## BEGIN
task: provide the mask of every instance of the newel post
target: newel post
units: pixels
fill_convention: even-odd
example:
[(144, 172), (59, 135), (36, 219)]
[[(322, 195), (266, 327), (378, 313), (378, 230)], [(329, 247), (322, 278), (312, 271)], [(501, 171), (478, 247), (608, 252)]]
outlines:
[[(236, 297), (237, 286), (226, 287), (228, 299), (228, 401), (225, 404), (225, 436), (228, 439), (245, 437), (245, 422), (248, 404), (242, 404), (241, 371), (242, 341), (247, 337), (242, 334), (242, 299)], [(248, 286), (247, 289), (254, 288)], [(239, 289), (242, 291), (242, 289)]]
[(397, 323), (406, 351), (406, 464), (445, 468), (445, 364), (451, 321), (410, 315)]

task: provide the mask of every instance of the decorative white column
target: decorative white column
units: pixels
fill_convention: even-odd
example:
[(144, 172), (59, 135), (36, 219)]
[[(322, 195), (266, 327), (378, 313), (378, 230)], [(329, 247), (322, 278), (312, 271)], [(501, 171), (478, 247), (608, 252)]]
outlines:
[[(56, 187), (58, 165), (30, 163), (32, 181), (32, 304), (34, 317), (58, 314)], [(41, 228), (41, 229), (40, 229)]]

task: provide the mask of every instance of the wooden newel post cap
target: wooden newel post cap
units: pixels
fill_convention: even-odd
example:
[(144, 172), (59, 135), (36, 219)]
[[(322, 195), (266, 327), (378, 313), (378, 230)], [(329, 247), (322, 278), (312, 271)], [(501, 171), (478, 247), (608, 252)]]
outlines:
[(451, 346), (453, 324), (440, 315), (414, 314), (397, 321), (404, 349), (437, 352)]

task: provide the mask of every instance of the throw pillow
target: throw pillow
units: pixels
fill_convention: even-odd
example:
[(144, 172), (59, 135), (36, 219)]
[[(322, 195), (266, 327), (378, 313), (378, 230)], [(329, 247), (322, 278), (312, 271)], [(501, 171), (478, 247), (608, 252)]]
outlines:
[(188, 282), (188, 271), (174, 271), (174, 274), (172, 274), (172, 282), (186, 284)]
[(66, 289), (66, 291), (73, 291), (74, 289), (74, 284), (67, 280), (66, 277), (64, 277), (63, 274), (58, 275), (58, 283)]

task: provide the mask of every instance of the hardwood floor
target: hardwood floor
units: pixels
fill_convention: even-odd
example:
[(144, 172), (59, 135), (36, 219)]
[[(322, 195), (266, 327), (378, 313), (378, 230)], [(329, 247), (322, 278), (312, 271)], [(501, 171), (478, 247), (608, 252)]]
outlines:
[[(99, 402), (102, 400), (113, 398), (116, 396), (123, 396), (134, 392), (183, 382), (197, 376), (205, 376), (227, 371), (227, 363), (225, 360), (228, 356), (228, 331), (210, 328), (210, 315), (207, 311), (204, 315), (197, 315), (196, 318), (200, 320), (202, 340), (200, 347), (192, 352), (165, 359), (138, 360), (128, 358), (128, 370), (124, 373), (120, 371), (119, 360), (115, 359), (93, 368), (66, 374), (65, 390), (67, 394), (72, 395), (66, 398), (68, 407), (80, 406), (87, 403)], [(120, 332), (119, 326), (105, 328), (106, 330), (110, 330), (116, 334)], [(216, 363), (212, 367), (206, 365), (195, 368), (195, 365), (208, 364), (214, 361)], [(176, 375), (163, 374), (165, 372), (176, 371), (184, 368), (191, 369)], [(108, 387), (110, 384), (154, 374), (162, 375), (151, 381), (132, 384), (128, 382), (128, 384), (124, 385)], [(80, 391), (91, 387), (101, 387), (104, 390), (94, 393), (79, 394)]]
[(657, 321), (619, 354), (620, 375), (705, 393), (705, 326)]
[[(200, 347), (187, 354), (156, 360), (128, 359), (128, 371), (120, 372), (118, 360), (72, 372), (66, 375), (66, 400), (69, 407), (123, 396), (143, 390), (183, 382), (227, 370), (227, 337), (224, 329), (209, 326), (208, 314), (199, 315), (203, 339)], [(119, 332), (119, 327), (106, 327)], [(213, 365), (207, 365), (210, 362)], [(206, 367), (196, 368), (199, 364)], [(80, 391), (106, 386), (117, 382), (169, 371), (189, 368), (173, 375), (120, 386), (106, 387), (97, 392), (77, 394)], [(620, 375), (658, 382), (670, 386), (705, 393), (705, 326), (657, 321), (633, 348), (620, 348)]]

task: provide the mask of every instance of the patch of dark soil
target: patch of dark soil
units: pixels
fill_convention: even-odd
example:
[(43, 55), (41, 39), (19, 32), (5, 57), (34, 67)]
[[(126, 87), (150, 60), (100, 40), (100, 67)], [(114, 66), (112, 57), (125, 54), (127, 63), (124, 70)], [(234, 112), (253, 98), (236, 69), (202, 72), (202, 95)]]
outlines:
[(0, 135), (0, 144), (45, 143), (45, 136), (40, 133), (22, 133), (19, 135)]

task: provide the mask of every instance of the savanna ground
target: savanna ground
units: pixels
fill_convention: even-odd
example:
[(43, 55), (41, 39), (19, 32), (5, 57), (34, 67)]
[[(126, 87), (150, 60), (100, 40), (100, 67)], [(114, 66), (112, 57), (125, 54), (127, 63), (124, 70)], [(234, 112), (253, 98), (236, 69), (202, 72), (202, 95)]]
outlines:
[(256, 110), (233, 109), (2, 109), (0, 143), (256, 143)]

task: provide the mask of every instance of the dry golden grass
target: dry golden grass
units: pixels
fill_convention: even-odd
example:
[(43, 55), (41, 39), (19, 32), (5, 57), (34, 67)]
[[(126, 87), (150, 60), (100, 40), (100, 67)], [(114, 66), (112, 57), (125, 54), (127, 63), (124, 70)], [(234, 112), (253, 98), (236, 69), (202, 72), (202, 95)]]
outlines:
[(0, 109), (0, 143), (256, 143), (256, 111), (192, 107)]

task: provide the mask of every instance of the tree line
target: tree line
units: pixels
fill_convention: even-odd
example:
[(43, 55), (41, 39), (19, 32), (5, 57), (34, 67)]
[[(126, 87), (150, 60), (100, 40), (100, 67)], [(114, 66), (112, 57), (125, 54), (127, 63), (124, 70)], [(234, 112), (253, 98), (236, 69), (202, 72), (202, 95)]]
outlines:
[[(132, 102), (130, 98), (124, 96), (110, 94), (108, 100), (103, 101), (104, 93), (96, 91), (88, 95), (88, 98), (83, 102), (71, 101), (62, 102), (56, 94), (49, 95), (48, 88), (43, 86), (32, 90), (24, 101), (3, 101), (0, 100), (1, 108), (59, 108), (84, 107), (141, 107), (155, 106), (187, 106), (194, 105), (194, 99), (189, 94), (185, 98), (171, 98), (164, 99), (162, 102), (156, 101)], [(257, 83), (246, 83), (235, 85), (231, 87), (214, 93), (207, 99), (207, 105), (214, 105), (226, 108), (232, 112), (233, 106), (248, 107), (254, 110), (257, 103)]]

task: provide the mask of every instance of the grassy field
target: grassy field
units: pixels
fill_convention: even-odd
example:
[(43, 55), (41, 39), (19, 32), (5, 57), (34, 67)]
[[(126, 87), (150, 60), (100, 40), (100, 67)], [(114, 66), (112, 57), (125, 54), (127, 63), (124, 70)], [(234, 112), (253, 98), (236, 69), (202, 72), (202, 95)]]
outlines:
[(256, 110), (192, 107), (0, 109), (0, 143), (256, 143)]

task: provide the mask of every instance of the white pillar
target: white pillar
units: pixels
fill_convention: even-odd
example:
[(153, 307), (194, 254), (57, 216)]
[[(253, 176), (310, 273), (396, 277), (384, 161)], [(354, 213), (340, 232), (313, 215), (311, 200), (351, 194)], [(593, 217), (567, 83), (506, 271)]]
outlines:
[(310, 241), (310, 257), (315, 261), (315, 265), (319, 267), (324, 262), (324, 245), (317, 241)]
## END
Objective ▸ Reproduce all of the records above, renaming the field "outlines" to "polygons" wherever it occurs and leaving every other line unchanged.

Task response ▸
task: provide the mask of every instance of the newel post
target: newel post
units: pixels
fill_convention: even-odd
example:
[(144, 172), (59, 135), (36, 219)]
[[(322, 195), (266, 327), (378, 313), (378, 230)], [(329, 247), (322, 278), (312, 271)], [(501, 171), (478, 247), (608, 252)]]
polygons:
[[(236, 297), (237, 286), (226, 287), (228, 299), (228, 401), (225, 404), (225, 436), (228, 439), (245, 437), (245, 422), (248, 404), (242, 404), (241, 371), (242, 341), (247, 337), (242, 334), (242, 299)], [(248, 286), (247, 289), (254, 288)], [(239, 289), (242, 291), (242, 289)]]
[(397, 323), (406, 351), (406, 464), (445, 468), (445, 364), (451, 321), (410, 315)]

task: provide the mask of every instance of the decorative white column
target: decorative white column
units: pixels
fill_convention: even-odd
example:
[(144, 172), (59, 135), (36, 219)]
[[(322, 195), (266, 327), (378, 313), (378, 230)], [(329, 247), (322, 278), (312, 271)], [(501, 171), (478, 247), (608, 252)]]
polygons:
[[(56, 187), (58, 165), (30, 163), (32, 181), (32, 304), (34, 317), (58, 314)], [(41, 228), (41, 229), (40, 229)]]

task: provide the mask of every instance of the wooden newel post cap
target: wooden newel post cap
units: pixels
fill_convention: even-odd
example:
[(144, 172), (59, 135), (36, 219)]
[[(322, 195), (266, 327), (378, 313), (378, 230)], [(329, 247), (322, 278), (312, 271)], [(501, 171), (478, 247), (608, 252)]]
polygons:
[(451, 346), (453, 324), (440, 315), (414, 314), (397, 321), (404, 349), (437, 352)]

task: provide the mask of every instance of the throw pillow
target: throw pillow
units: pixels
fill_convention: even-odd
example:
[(144, 172), (59, 135), (36, 219)]
[[(322, 195), (266, 327), (378, 313), (378, 230)], [(329, 247), (322, 278), (312, 271)], [(501, 171), (478, 247), (608, 252)]]
polygons:
[(188, 282), (188, 271), (174, 271), (174, 274), (172, 274), (172, 282), (186, 284)]
[(66, 289), (66, 291), (73, 291), (74, 289), (74, 284), (67, 280), (66, 277), (64, 277), (63, 274), (58, 275), (58, 283)]

task: provide the mask of every instance of the hardwood floor
target: hardwood floor
units: pixels
fill_convention: even-odd
example:
[(144, 172), (59, 135), (36, 219)]
[[(322, 195), (266, 327), (378, 313), (378, 230)], [(329, 247), (322, 278), (312, 271)], [(501, 171), (478, 247), (608, 252)]]
polygons:
[[(99, 402), (102, 400), (113, 398), (116, 396), (123, 396), (134, 392), (183, 382), (197, 376), (205, 376), (227, 371), (227, 363), (225, 360), (228, 356), (228, 331), (210, 328), (210, 315), (207, 311), (204, 315), (197, 315), (196, 318), (200, 320), (202, 340), (200, 347), (192, 352), (165, 359), (138, 360), (128, 358), (128, 370), (124, 373), (120, 371), (119, 360), (115, 359), (93, 368), (66, 374), (65, 390), (67, 394), (72, 395), (66, 398), (68, 407), (80, 406), (87, 403)], [(120, 332), (119, 326), (105, 328), (106, 330), (110, 330), (116, 334)], [(216, 363), (212, 367), (206, 365), (195, 368), (195, 365), (208, 364), (214, 361)], [(176, 375), (163, 374), (165, 372), (176, 371), (184, 368), (191, 369)], [(108, 387), (110, 384), (154, 374), (162, 375), (151, 381), (132, 384), (128, 382), (128, 384), (124, 385)], [(80, 391), (91, 387), (101, 387), (104, 390), (94, 393), (79, 394)]]
[(657, 321), (619, 354), (620, 375), (705, 393), (705, 326)]
[[(200, 347), (187, 354), (156, 360), (128, 359), (128, 371), (120, 372), (118, 360), (72, 372), (66, 375), (66, 400), (69, 407), (123, 396), (143, 390), (183, 382), (227, 370), (227, 337), (224, 329), (209, 326), (208, 314), (199, 315), (203, 339)], [(119, 332), (119, 327), (106, 327)], [(213, 365), (207, 365), (210, 362)], [(206, 367), (196, 368), (199, 364)], [(80, 391), (106, 386), (117, 382), (169, 371), (189, 368), (173, 375), (120, 386), (106, 387), (97, 392), (77, 394)], [(620, 375), (658, 382), (670, 386), (705, 393), (705, 326), (657, 321), (633, 348), (620, 348)]]

task: provide the mask of every instance of the patch of dark soil
target: patch of dark soil
units: pixels
fill_convention: even-odd
example:
[(43, 55), (41, 39), (19, 32), (5, 57), (34, 67)]
[[(126, 87), (150, 60), (100, 40), (100, 67)], [(114, 66), (112, 57), (125, 54), (127, 63), (124, 70)], [(234, 112), (253, 98), (236, 69), (202, 72), (202, 95)]]
polygons:
[(0, 135), (0, 144), (45, 143), (45, 136), (40, 133), (22, 133), (19, 135)]

task: provide the mask of every instance of the savanna ground
target: savanna ground
units: pixels
fill_convention: even-odd
example:
[(43, 55), (41, 39), (19, 32), (5, 57), (34, 67)]
[[(126, 87), (150, 60), (100, 40), (100, 67)], [(114, 66), (112, 57), (125, 54), (127, 63), (124, 70)], [(234, 112), (253, 98), (236, 69), (202, 72), (202, 95)]]
polygons:
[(256, 110), (233, 109), (2, 109), (0, 143), (256, 143)]

task: provide the mask of every instance of the dry golden grass
target: dry golden grass
units: pixels
fill_convention: even-odd
example:
[(43, 55), (41, 39), (19, 32), (5, 57), (34, 67)]
[[(126, 87), (150, 60), (100, 40), (100, 67)], [(114, 66), (112, 57), (125, 54), (127, 63), (124, 70)], [(234, 112), (253, 98), (236, 69), (202, 72), (202, 95)]]
polygons:
[(0, 109), (0, 143), (256, 143), (256, 111), (192, 107)]

task: provide the mask of every instance of the tree line
target: tree line
units: pixels
fill_convention: even-odd
example:
[(43, 55), (41, 39), (19, 32), (5, 57), (34, 67)]
[[(126, 87), (150, 60), (100, 40), (100, 67)], [(114, 66), (112, 57), (125, 54), (127, 63), (124, 70)], [(234, 112), (253, 98), (236, 69), (202, 72), (202, 95)]]
polygons:
[[(132, 102), (130, 98), (124, 96), (110, 94), (108, 100), (103, 101), (104, 93), (96, 91), (88, 95), (88, 98), (83, 102), (71, 101), (62, 102), (56, 94), (49, 95), (48, 88), (43, 86), (32, 90), (24, 101), (3, 101), (0, 100), (1, 108), (59, 108), (84, 107), (141, 107), (155, 106), (187, 106), (194, 105), (194, 99), (189, 94), (185, 98), (171, 98), (164, 99), (162, 102), (156, 101)], [(257, 83), (246, 83), (235, 85), (231, 87), (214, 93), (207, 99), (207, 105), (214, 105), (226, 108), (232, 112), (233, 106), (248, 107), (254, 110), (257, 103)]]

task: provide the mask of every instance of the grassy field
target: grassy field
units: pixels
fill_convention: even-odd
example:
[(43, 55), (41, 39), (19, 32), (5, 57), (34, 67)]
[[(126, 87), (150, 60), (100, 40), (100, 67)], [(114, 66), (112, 57), (125, 54), (127, 63), (124, 70)], [(234, 112), (253, 98), (236, 69), (202, 72), (202, 95)]]
polygons:
[(256, 110), (192, 107), (0, 109), (0, 143), (256, 143)]

task: provide the mask of every instance of the white pillar
target: white pillar
units: pixels
fill_convention: even-odd
example:
[(153, 307), (194, 254), (57, 216)]
[[(253, 176), (310, 273), (396, 277), (384, 161)], [(354, 213), (340, 232), (313, 215), (311, 200), (351, 194)], [(593, 217), (567, 83), (506, 271)]]
polygons:
[(310, 241), (310, 257), (315, 261), (315, 265), (319, 267), (324, 262), (324, 245), (317, 241)]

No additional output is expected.